ACTION ITEM A:
Repeat, word for word, the stretch of the cultured meat article from "PRODUCTION - 07" through "husbandry and slaughter.".
ACTION ITEM B:
Pick up the article on Harari and cultured meat after its final sentence and continue writing it.

READING PASSAGE:
========================
Yuval Noah Harari: ‘Cultured Meat’ Synthesized in Labs Is ‘Much More Ethical’ than Animal Husbandry

PRODUCTION - 07 April 2021, Baden-Wuerttemberg, Reutlingen: Janis Wollschlager, a doctoral
Bernd Weißbrod/picture alliance via Getty Images

Yuval Noah Harari, historian, futurist, and World Economic Forum (WEF) adviser, described “cultured meat” synthesized in laboratories as more “ecological” and “ethical” than meat from animal husbandry and slaughter.

He made his remarks in a video interview with the International Institute of Management in Kyiv, Ukraine.

The WEF described “cultured meat” as a “sustainable” substitute to human consumption of animals in order to “save the planet” from “carbon emissions”:

The process of growing meat in a laboratory involves taking stem cells from a live animal and growing them in nutrient-rich conditions.

For example, a small biopsy of skeletal muscle is taken from a cow, from which the stem cells are isolated and grown in a bioreactor with cell culture media.

The cells are split into several cell types including muscle and fat cells. This biomass is then processed to form the edible final product.

Harari framed human consumption of animals as unsustainable. He said, “We can find ways to provide what people need in more ecological and sustainable ways. This is the best course forward. It’s not stopping development and it’s not ruining the ecosystem, [but] finding new ways to continue developing in a sustainable way, and it can be done.”

Relevant remarks begin at 36:25:

Harari remarked:

Think about food. You have hundreds of millions of people now beginning to consume meat in places like China, India, Brazil, [where] they didn’t have the money to buy meat previously. Now, as economic prosperity rises a little, meat consumption goes up.  Meat is one of the biggest sources of air pollution and water pollution around the world.
========================
RECORDED DATA:
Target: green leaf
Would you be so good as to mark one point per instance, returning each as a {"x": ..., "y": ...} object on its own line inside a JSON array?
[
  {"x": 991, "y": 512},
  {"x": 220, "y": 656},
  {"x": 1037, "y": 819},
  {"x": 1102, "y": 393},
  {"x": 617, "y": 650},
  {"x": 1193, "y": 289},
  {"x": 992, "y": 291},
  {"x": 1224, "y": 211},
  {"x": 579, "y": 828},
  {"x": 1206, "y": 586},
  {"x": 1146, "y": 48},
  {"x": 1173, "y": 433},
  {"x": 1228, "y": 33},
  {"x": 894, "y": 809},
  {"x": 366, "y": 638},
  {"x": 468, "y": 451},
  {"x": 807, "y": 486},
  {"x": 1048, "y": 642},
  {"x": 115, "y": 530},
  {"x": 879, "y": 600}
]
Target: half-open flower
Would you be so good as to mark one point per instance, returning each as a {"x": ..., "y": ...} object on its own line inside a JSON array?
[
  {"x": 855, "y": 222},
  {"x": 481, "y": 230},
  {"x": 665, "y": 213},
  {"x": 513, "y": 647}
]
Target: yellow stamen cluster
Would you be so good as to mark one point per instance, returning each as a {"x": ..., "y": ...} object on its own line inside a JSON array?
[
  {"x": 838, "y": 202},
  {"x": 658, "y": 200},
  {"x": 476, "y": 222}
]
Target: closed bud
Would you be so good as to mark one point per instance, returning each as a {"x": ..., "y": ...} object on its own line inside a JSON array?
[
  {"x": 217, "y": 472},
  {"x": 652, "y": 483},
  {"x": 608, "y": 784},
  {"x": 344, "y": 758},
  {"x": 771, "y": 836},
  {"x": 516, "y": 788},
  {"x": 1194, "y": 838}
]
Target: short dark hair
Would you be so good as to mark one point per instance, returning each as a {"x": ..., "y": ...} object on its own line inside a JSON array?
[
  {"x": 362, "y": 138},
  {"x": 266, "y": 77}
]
========================
EXERCISE RESPONSE A:
PRODUCTION - 07 April 2021, Baden-Wuerttemberg, Reutlingen: Janis Wollschlager, a doctoral
Bernd Weißbrod/picture alliance via Getty Images

Yuval Noah Harari, historian, futurist, and World Economic Forum (WEF) adviser, described “cultured meat” synthesized in laboratories as more “ecological” and “ethical” than meat from animal husbandry and slaughter.

EXERCISE RESPONSE B:
Now, if you tell these people, “No, you can’t eat meat because it ruins the environment,” they won’t accept [it].

But there are new technologies [with which] you can produce meat, just by growing it in cells, it’s called “cultured meat” or “clean meat,” and it is much more ecological. It’s also much more ethical, because if you want to hamburger you don’t need to raise a cow and then kill the cow to have a hamburger. You just grow the hamburger. It’s much more ethical. It’s much more ecological.

This is the technological middle path. Technology is not the opposite of nature. It’s not the enemy of nature.

Harari cast “climate change” as an “existential” threat to humanity.

“Humanity is facing existential common challenges [and] threats,” he stated. “Whether it’s climate change, whether it’s the rise of artificial intelligence, [or] whether it’s destabilizing forces like the Putin regime.”

Greater consolidation and concentration of political power is necessary to address to aforementioned “existential common challenges,” Harari added. He highlighted the European Union (EU) as a “successful” model of multistate integration to be followed by future political projects of globalization.

He concluded, “The European Union is an extremely successful experiment. There has never been before in history such a thing [with] so many countries coming together to form this economic and political bloc, while retaining their independence.”